● WHAT YOU SHOULD DO: The string "bird" may appear on lines of the entries below; report how many such lines there are, and only that.

● ENTRIES PROVIDED:
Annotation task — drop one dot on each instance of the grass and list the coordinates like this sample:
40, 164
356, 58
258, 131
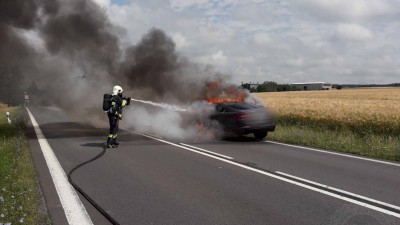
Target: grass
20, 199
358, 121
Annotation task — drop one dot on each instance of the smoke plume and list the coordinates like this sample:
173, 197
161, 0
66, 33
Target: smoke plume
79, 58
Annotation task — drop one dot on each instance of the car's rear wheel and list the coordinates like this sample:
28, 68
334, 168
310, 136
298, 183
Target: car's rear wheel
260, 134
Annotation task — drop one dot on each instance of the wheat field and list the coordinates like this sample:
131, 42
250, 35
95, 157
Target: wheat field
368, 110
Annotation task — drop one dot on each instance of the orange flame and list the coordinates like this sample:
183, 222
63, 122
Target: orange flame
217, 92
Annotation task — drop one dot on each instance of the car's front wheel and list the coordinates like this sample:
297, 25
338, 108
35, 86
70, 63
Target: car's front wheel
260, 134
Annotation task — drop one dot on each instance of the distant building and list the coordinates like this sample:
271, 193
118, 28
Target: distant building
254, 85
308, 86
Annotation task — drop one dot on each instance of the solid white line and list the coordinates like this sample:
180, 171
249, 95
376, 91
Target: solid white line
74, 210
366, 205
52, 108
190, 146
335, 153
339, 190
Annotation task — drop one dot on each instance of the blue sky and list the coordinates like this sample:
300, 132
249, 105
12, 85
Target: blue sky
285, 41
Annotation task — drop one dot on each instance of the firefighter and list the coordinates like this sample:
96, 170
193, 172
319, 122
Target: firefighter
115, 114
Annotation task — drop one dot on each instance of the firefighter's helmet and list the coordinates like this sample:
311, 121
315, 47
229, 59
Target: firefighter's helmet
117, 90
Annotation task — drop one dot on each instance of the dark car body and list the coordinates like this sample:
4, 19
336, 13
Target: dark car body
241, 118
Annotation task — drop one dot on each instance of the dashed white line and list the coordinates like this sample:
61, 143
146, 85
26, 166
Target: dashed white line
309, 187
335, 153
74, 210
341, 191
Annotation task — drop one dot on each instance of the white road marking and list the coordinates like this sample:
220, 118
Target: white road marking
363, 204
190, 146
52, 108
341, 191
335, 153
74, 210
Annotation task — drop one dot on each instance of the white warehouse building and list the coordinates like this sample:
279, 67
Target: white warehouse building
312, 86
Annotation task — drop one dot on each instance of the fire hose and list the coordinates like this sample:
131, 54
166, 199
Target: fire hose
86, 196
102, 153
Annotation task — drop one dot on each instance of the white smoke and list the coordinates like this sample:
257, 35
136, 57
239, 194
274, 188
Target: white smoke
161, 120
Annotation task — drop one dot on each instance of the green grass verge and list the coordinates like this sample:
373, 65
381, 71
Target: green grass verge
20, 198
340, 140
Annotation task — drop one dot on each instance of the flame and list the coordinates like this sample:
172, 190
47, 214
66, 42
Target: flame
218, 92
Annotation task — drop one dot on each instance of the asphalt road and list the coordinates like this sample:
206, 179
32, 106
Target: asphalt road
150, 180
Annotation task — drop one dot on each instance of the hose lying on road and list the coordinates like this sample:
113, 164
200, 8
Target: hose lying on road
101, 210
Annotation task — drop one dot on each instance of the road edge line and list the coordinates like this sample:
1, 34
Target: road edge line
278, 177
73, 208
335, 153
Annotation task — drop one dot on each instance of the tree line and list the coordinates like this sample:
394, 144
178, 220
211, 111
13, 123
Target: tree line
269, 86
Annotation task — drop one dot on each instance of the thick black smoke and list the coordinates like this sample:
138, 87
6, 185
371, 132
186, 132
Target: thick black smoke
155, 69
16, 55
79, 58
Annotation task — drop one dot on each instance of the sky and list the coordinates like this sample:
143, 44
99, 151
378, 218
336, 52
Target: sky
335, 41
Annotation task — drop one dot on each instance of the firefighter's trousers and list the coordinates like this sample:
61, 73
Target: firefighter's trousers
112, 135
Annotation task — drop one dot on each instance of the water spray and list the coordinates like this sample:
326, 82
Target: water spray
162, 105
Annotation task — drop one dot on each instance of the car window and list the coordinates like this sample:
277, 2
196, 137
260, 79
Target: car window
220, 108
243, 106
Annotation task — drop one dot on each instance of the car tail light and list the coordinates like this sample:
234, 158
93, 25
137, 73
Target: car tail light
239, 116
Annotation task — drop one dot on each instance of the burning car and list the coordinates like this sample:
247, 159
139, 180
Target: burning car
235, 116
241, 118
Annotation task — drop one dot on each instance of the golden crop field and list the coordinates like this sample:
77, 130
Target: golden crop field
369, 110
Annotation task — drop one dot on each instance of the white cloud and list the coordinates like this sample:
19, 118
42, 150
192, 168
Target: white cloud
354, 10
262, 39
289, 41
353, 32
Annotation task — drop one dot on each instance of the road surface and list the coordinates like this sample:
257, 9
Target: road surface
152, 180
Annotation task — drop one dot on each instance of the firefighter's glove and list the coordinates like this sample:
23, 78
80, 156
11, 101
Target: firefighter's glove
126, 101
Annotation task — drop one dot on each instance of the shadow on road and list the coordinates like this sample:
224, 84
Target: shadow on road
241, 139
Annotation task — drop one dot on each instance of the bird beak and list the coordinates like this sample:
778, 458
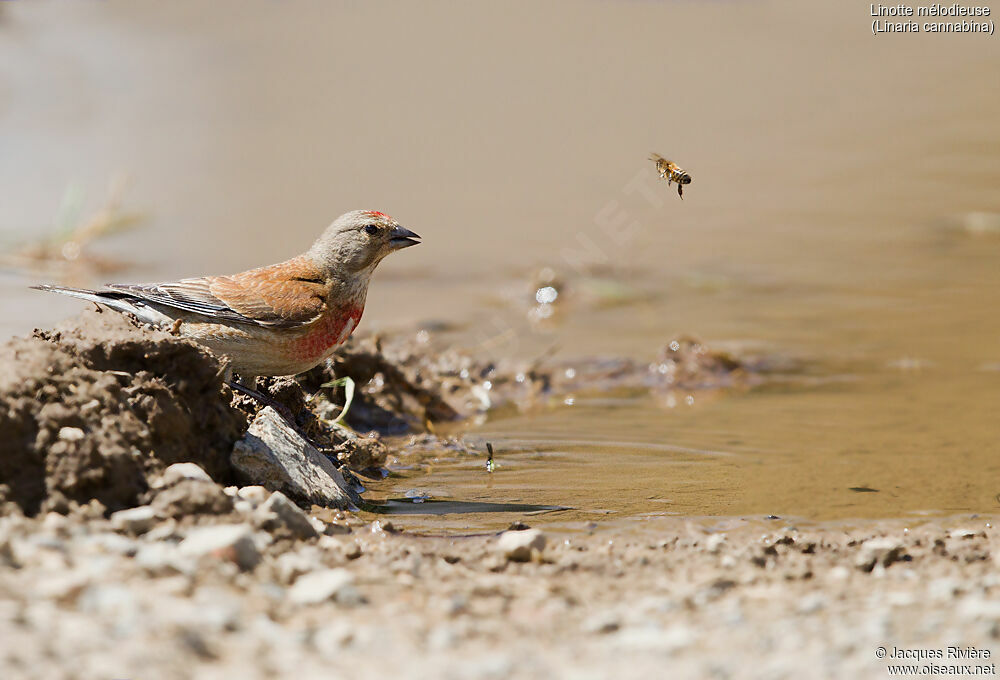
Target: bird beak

● SOLUTION TO THE PROBLEM: 2